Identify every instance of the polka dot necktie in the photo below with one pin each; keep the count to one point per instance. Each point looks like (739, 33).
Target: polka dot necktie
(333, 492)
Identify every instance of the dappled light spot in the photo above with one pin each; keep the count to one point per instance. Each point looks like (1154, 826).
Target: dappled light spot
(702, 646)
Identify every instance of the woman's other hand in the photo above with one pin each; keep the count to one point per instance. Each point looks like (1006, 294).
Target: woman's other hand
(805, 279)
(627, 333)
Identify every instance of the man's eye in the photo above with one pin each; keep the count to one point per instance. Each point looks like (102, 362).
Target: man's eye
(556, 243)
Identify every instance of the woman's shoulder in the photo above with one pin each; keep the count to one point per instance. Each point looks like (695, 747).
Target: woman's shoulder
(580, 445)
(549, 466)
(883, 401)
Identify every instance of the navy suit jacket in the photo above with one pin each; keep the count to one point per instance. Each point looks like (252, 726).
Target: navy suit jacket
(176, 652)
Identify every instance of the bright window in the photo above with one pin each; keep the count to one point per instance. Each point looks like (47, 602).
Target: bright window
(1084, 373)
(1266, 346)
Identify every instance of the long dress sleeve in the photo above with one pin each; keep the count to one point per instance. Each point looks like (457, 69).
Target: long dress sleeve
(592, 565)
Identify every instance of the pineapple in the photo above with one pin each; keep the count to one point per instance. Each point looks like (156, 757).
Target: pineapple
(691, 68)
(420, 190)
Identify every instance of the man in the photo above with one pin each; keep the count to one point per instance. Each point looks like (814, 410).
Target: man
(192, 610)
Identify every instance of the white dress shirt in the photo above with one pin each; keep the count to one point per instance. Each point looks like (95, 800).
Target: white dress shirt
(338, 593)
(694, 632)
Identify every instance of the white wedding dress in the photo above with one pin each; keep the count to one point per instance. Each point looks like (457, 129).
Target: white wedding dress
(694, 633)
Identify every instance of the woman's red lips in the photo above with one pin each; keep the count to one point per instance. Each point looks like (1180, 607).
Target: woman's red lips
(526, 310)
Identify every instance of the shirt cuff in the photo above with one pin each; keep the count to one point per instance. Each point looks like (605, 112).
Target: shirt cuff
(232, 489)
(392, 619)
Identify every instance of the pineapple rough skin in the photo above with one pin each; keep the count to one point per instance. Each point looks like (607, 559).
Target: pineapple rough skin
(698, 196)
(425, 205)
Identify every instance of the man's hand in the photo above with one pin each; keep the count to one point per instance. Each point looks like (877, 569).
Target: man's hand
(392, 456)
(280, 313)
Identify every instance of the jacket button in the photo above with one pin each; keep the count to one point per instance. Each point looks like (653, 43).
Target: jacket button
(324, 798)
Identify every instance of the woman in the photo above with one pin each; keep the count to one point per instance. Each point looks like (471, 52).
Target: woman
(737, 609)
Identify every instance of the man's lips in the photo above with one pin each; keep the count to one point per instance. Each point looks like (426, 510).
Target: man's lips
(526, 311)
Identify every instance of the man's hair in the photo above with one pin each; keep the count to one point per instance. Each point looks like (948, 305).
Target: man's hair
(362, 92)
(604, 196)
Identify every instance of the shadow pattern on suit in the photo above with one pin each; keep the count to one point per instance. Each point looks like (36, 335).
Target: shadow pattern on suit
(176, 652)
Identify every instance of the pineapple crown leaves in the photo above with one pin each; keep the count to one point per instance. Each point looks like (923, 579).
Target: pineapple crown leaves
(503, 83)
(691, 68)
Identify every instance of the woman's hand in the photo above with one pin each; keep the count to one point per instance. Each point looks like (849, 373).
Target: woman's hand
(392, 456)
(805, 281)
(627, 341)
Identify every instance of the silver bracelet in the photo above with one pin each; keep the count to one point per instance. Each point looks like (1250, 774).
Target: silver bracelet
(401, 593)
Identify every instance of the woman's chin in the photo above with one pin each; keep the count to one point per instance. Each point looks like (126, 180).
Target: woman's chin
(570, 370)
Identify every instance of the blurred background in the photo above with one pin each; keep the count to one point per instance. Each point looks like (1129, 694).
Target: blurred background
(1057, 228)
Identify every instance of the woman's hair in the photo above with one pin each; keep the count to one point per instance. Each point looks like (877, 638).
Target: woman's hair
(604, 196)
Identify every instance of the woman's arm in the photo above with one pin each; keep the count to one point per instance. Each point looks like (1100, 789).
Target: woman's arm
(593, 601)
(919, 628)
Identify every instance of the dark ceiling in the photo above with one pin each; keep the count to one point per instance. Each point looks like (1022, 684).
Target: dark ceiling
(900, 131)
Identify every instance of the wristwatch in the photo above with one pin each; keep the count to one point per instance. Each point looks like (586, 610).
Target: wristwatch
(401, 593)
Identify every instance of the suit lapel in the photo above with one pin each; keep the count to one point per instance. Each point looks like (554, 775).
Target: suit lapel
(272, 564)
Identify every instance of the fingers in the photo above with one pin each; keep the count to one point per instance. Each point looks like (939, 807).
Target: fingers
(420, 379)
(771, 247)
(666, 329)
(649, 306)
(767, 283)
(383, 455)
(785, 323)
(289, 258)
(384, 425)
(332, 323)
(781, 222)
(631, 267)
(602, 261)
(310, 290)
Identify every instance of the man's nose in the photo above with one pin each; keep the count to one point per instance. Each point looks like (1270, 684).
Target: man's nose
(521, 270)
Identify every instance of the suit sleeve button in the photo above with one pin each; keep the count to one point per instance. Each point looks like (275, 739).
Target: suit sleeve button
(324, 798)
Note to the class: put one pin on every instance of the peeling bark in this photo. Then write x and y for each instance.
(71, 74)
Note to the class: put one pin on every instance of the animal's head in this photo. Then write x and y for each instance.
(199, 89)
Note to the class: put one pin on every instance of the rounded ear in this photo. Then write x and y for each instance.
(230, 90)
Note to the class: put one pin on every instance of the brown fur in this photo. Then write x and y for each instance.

* * *

Work order –
Please, from the material above, copy only the lines from the line with "Target: wristwatch" up to and including the line with "Identify every instance of the man's nose", exactly as written.

Your solution –
Target: wristwatch
(401, 593)
Identify every instance of the suit lapel in the photo above with one pin each; keep the count to one point per instance. Each point looks like (554, 775).
Target: suit lapel
(272, 564)
Identify every instance of the fingers in the photo above with one pin each; keep the count to one point per instance. Each point looks like (939, 807).
Target: fingers
(420, 379)
(771, 247)
(666, 329)
(649, 306)
(767, 283)
(383, 455)
(785, 323)
(289, 258)
(384, 425)
(332, 323)
(781, 222)
(631, 267)
(602, 261)
(310, 290)
Identify every instance of the man's nose in the photo above with one pin each; keep the count to one point per instance. Each point looks like (1270, 684).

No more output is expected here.